BEGIN EXTRACTED MATERIAL

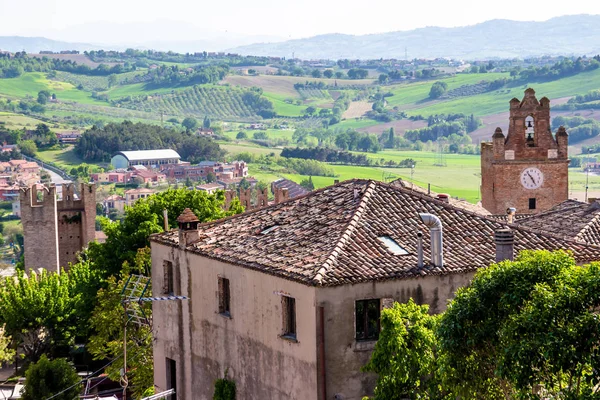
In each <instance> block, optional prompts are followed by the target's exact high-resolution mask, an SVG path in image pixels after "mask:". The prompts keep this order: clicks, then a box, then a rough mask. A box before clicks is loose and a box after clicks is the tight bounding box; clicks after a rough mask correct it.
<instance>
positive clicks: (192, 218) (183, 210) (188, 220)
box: [177, 208, 200, 224]
mask: <svg viewBox="0 0 600 400" xmlns="http://www.w3.org/2000/svg"><path fill="white" fill-rule="evenodd" d="M199 221H200V220H199V219H198V217H196V214H194V212H193V211H192V210H190V209H189V208H186V209H185V210H183V212H182V213H181V215H180V216H179V217H177V222H179V223H182V224H183V223H186V222H199Z"/></svg>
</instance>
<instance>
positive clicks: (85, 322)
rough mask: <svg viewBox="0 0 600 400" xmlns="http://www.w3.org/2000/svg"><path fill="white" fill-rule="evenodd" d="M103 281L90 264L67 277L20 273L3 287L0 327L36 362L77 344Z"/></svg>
mask: <svg viewBox="0 0 600 400" xmlns="http://www.w3.org/2000/svg"><path fill="white" fill-rule="evenodd" d="M98 287H100V279H99V277H98V275H97V274H96V273H94V272H93V271H92V270H91V268H90V264H89V263H88V262H81V263H78V264H75V265H73V266H71V269H70V270H69V272H68V273H64V272H63V273H60V274H59V273H56V272H47V271H46V270H42V271H41V272H40V273H39V274H36V273H30V274H29V276H25V275H24V274H23V272H22V271H18V272H17V275H16V276H15V277H10V278H6V279H5V280H4V281H3V282H2V284H0V324H3V325H4V326H5V329H6V332H7V333H8V334H9V335H10V336H12V338H13V339H14V340H17V342H19V343H20V344H21V348H22V349H23V352H24V354H25V356H26V357H27V358H28V359H29V360H32V361H35V360H37V359H38V358H39V356H40V355H41V354H43V353H50V354H52V353H53V352H54V351H55V350H56V349H57V348H59V347H61V346H65V345H71V344H73V343H74V340H75V337H76V336H85V335H86V333H87V329H88V327H87V319H88V318H89V315H90V313H91V308H92V307H93V303H94V302H93V300H94V297H95V292H96V291H97V289H98Z"/></svg>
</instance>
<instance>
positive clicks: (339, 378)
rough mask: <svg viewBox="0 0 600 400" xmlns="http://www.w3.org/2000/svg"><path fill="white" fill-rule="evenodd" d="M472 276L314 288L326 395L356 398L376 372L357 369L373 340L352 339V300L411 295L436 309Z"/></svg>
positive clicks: (368, 391)
mask: <svg viewBox="0 0 600 400" xmlns="http://www.w3.org/2000/svg"><path fill="white" fill-rule="evenodd" d="M472 277H473V273H469V274H460V275H444V276H428V277H425V278H418V279H405V280H400V281H388V282H370V283H361V284H356V285H346V286H336V287H325V288H318V289H317V305H319V306H322V307H324V312H325V370H326V382H327V398H328V399H333V398H335V399H336V400H360V399H361V398H362V396H366V395H372V394H373V388H374V387H375V383H376V376H375V375H374V374H368V373H363V372H360V368H361V367H362V366H363V365H365V364H366V363H367V362H368V361H369V358H370V357H371V353H372V350H373V348H374V346H375V342H357V341H356V340H355V319H354V313H355V301H356V300H363V299H394V300H395V301H398V302H401V303H402V302H407V301H408V300H409V299H410V298H411V297H412V298H413V299H414V300H415V301H416V302H417V303H420V304H429V305H430V312H432V313H439V312H442V311H444V310H445V309H446V304H447V300H448V299H451V298H453V297H454V293H455V291H456V290H457V289H458V288H459V287H461V286H466V285H468V284H469V282H470V281H471V278H472ZM336 395H337V396H338V397H334V396H336Z"/></svg>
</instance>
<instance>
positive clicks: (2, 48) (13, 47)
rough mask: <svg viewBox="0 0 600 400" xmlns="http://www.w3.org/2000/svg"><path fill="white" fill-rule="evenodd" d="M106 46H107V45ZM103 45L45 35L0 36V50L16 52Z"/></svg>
mask: <svg viewBox="0 0 600 400" xmlns="http://www.w3.org/2000/svg"><path fill="white" fill-rule="evenodd" d="M105 48H106V47H105ZM100 49H102V46H97V45H93V44H89V43H71V42H62V41H59V40H52V39H47V38H44V37H25V36H0V50H4V51H10V52H11V53H16V52H17V51H23V50H25V51H26V52H27V53H39V52H40V51H53V52H59V51H61V50H78V51H81V52H83V51H84V50H100Z"/></svg>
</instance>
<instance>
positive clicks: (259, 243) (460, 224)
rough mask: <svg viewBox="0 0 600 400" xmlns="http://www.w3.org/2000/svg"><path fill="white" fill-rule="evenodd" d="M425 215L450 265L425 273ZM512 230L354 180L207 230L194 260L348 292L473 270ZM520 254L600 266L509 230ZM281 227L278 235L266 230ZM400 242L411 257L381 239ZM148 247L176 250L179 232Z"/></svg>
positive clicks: (588, 252) (153, 239) (219, 223)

END EXTRACTED MATERIAL

**WHAT IS REQUIRED**
Return every entry above exactly as written, with no pictures included.

**RESPONSE FOR THIS EXERCISE**
In each <instance> block, optional prompts are followed by the target's exact high-resolution mask, an SVG path in image pixels after "mask:". The prompts keep this order: clicks, then a box, then a rough mask. A box before clicks is loose and a box after clicks is the tight bounding box; clicks after a rough mask correct it.
<instance>
positive clicks: (192, 218) (183, 210) (188, 220)
box: [177, 208, 200, 224]
mask: <svg viewBox="0 0 600 400" xmlns="http://www.w3.org/2000/svg"><path fill="white" fill-rule="evenodd" d="M199 221H200V220H199V219H198V217H196V214H194V212H193V211H192V210H190V209H189V208H186V209H185V210H183V212H182V213H181V215H180V216H179V217H177V222H179V223H182V224H183V223H186V222H199Z"/></svg>
</instance>
<instance>
positive clicks: (85, 322)
rough mask: <svg viewBox="0 0 600 400" xmlns="http://www.w3.org/2000/svg"><path fill="white" fill-rule="evenodd" d="M103 281L90 264L67 277L20 273L3 287L0 327L36 362L77 344Z"/></svg>
mask: <svg viewBox="0 0 600 400" xmlns="http://www.w3.org/2000/svg"><path fill="white" fill-rule="evenodd" d="M98 287H100V279H99V277H98V275H97V274H96V273H94V272H93V271H92V270H91V268H90V264H89V263H88V262H81V263H78V264H75V265H73V266H71V269H70V270H69V272H68V273H64V272H63V273H60V274H59V273H56V272H47V271H46V270H42V271H41V272H40V273H39V274H36V273H30V274H29V276H25V275H24V274H23V272H22V271H18V272H17V275H16V276H15V277H10V278H6V279H5V280H4V281H3V282H2V284H0V324H3V325H4V326H5V329H6V332H7V333H8V334H9V335H10V336H12V338H13V339H14V340H17V342H19V343H20V344H21V348H22V349H23V352H24V354H25V356H26V357H27V358H28V359H29V360H32V361H35V360H37V359H38V358H39V356H40V355H41V354H43V353H50V354H52V353H53V352H54V351H55V350H56V349H57V348H59V347H61V346H65V345H71V344H73V343H74V340H75V337H76V336H85V335H86V333H87V329H88V327H87V319H88V318H89V315H90V313H91V308H92V307H93V303H94V302H93V300H94V297H95V292H96V291H97V289H98Z"/></svg>
</instance>
<instance>
positive clicks: (339, 378)
rough mask: <svg viewBox="0 0 600 400" xmlns="http://www.w3.org/2000/svg"><path fill="white" fill-rule="evenodd" d="M472 276L314 288L326 395L356 398L376 372L357 369L373 340L352 339V300L411 295L436 309Z"/></svg>
positive clicks: (368, 391)
mask: <svg viewBox="0 0 600 400" xmlns="http://www.w3.org/2000/svg"><path fill="white" fill-rule="evenodd" d="M472 277H473V273H469V274H460V275H444V276H428V277H425V278H418V279H405V280H400V281H388V282H370V283H361V284H356V285H346V286H336V287H325V288H318V289H317V305H319V306H322V307H324V312H325V370H326V382H327V398H328V399H333V398H335V399H336V400H360V399H361V398H362V396H366V395H372V394H373V388H374V387H375V383H376V376H375V375H374V374H368V373H363V372H360V368H361V367H362V366H363V365H365V364H366V363H367V362H368V361H369V358H370V357H371V353H372V350H373V348H374V346H375V342H357V341H356V340H355V319H354V313H355V301H356V300H363V299H394V300H395V301H398V302H401V303H402V302H407V301H408V300H409V299H410V298H411V297H412V298H413V299H414V300H415V301H416V302H417V303H420V304H429V305H430V312H432V313H439V312H442V311H444V310H445V309H446V304H447V300H448V299H451V298H453V297H454V293H455V291H456V290H457V289H458V288H459V287H461V286H466V285H468V284H469V282H470V281H471V278H472ZM336 395H337V396H338V397H334V396H336Z"/></svg>
</instance>
<instance>
positive clicks: (2, 48) (13, 47)
rough mask: <svg viewBox="0 0 600 400" xmlns="http://www.w3.org/2000/svg"><path fill="white" fill-rule="evenodd" d="M106 46H107V45ZM103 45L45 35L0 36V50L16 52Z"/></svg>
mask: <svg viewBox="0 0 600 400" xmlns="http://www.w3.org/2000/svg"><path fill="white" fill-rule="evenodd" d="M105 48H106V47H105ZM100 49H102V46H97V45H93V44H89V43H71V42H62V41H59V40H52V39H47V38H44V37H25V36H0V50H4V51H10V52H11V53H16V52H17V51H23V50H25V51H26V52H27V53H39V52H40V51H53V52H59V51H61V50H78V51H81V52H83V51H84V50H100Z"/></svg>
</instance>
<instance>
positive clicks: (259, 243) (460, 224)
rough mask: <svg viewBox="0 0 600 400" xmlns="http://www.w3.org/2000/svg"><path fill="white" fill-rule="evenodd" d="M425 215L450 265L425 273ZM512 230L354 180L207 230L194 260L348 292L473 270ZM520 254L600 266L509 230ZM281 227L278 235L266 230ZM400 242L411 257L381 239ZM148 247L176 250L179 232Z"/></svg>
positive clicks: (588, 252) (153, 239) (219, 223)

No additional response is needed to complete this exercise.